Prompt:
Take the data below and write it out exactly, except for the pictures.

Data supplied:
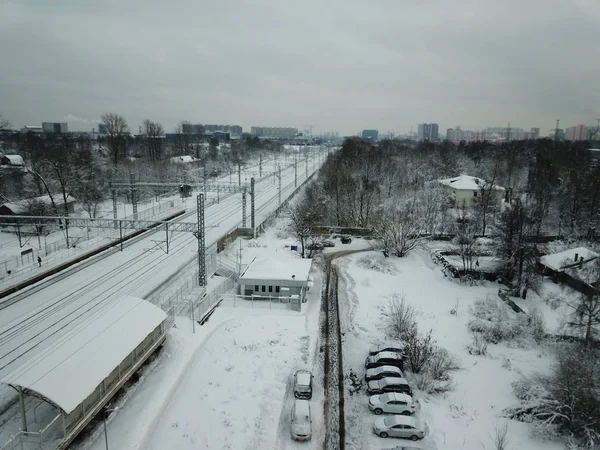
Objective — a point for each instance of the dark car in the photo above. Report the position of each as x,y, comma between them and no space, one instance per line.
388,384
396,348
377,373
303,384
385,359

Solution:
Objective — a point for each instance of the dark car in the photo above. Report the position of each as x,y, comma between them and no space, one instance per line.
388,384
396,348
377,373
303,384
385,359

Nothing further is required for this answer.